Emit the entire listing verbatim.

-------

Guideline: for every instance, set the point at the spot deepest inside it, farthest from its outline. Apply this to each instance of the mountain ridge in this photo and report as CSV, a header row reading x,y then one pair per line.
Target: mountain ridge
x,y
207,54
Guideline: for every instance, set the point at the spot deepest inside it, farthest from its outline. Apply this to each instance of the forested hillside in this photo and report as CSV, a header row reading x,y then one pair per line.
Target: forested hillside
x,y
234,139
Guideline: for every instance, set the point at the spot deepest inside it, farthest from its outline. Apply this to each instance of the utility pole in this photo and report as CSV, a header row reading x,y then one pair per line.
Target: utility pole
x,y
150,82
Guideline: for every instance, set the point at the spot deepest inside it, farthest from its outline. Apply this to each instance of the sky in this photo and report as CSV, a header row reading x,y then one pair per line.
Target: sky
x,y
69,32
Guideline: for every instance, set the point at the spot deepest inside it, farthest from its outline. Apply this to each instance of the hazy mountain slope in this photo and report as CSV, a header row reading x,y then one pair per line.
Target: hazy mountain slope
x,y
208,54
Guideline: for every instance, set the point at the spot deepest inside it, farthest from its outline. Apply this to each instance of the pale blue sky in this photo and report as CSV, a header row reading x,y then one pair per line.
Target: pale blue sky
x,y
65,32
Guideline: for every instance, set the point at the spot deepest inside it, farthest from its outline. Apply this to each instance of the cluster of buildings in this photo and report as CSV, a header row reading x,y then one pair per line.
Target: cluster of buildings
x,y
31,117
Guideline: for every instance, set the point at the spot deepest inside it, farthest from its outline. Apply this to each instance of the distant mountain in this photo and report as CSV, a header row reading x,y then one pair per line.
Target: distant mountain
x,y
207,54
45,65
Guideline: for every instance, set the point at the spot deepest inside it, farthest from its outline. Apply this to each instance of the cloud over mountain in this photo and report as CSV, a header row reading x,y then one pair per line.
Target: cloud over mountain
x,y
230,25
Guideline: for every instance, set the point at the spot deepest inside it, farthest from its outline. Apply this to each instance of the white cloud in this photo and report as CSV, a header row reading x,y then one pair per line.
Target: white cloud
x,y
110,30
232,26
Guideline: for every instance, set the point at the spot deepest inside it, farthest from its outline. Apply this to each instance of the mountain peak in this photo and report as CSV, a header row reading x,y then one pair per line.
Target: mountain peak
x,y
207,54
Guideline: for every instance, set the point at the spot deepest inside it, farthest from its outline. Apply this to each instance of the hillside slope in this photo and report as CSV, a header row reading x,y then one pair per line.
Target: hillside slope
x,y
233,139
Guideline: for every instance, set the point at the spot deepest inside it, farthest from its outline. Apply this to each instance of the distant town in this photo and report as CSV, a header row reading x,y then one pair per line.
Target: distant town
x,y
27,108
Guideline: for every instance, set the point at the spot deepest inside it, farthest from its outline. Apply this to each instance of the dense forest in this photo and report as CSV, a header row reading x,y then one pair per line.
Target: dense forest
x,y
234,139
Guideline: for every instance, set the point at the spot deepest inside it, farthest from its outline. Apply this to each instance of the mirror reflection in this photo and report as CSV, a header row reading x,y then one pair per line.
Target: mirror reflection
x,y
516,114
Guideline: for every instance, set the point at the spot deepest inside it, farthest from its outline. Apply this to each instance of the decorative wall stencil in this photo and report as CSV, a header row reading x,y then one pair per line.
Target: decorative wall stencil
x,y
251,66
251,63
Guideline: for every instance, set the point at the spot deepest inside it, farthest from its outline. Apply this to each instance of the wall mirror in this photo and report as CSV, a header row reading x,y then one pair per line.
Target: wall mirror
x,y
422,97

-------

Expected answer.
Guideline: for every instance, set the point at the spot deepest inside it, farthest from its outline. Apply this to each instance of the mountain ridge in this photo and report as CSV, a header row reading x,y then one pair per line.
Target: mountain ridge
x,y
207,54
Guideline: for every instance, set the point at the spot deepest inside it, farthest from its outline. Apply this to each instance of the forested hillside in this photo and report as CSV, a header row reading x,y then one pair per line.
Target: forested hillside
x,y
234,139
Guideline: for every instance, set the point at the spot deepest inside it, farthest from its outline. Apply this to each instance of the utility pole in this photo and report as CSV, a header row reading x,y then one pair per line.
Target: utility pole
x,y
150,82
Guideline: for every instance, set the point at the spot deepest inside it, farthest from its outline. Apply this to each instance of the sky in this photo and report as CSV, a header row reading x,y then one pair per line.
Target: sky
x,y
69,32
Guideline: for every instance, set the point at the spot deepest inside it, farthest from its outline. Apply this to each instance of the hazy mountain slope in this photo and report as CSV, a header row reading x,y then one pair per line.
Target: hazy mountain slope
x,y
208,54
Guideline: for every instance, set the point at the spot deepest inside it, farthest from its outline. Apply this to each instance of the pale blue sky in this photo and report as CSV, a header row reading x,y then one pair per line.
Target: pale blue sky
x,y
65,32
Guideline: for every instance, set the point at the spot deepest inside it, farthest from its outline. Apply this to each instance of the cluster of buildings in this photo and report as CSV, a header row reading x,y then one pair per line.
Target: cluster of buildings
x,y
31,117
Guideline: for every instance, set the point at the spot deepest inside it, farthest from its outline. Apply this to each instance of the distant mountain in this photo and report as CSV, a header row reading x,y then one pair per line.
Target: distant mountain
x,y
207,54
45,65
Guideline: for every instance, set the point at the spot deepest inside it, farthest from its outline. Apply this to each instance of the cloud over mountain in this photo and report as CSV, a header row reading x,y then one pair per line.
Target: cloud over mountain
x,y
230,25
Guideline: for every instance, set the point at the spot deepest inside it, farthest from its outline. Apply this to each instance of the white cloud in this photo and report as CSV, a header row reading x,y then one pair per line.
Target: white cloud
x,y
110,30
232,26
Guideline: for every instance, set the point at the spot deepest inside it, farthest from its outline. Apply this to each instance of the mountain peak in this photo and report as CSV, a header row reading x,y then one pair per line.
Target: mountain peak
x,y
207,54
Guideline: for every instance, set the point at the spot deepest inside it, farthest from its outline. Apply this to each instance of the hillside slope in this photo and report as CSV, a header row reading x,y then one pair per line.
Target: hillside slope
x,y
233,139
Guideline: for every instance, set the point at the spot deepest inside it, farthest from its outline. Apply this to each instance of the distant town in this photo and report as CSV, a header row reading x,y then one pair per line.
Target: distant town
x,y
27,108
Guideline: for every instance, set the point at the spot deepest inside it, farthest from its outline. Apply this to each instance of the dense forest in this photo and report as CSV, a header row reading x,y then one pair per line.
Target: dense forest
x,y
234,139
Guideline: for every instance, set the point at the spot deepest inside it, farthest from its outline. Apply this to each instance of the mirror reflection in this photo and report as CSV, a header row reading x,y then one pair per line.
Target: mirror reflection
x,y
516,114
Guideline: for every instance, set the point at the spot deepest inside it, farthest from its outline. Apply this to each instance of the decorative wall stencil in this photo and report as CSV, a header row reading x,y then one pair per line.
Target: decorative wall stencil
x,y
251,66
251,63
Guideline: for every instance, set the point at the spot deepest inside it, farthest from its outline. Apply this to each instance of the wall mirror in this photo and report as CSV, a header row reading x,y then one pair per line.
Target: wall mirror
x,y
422,97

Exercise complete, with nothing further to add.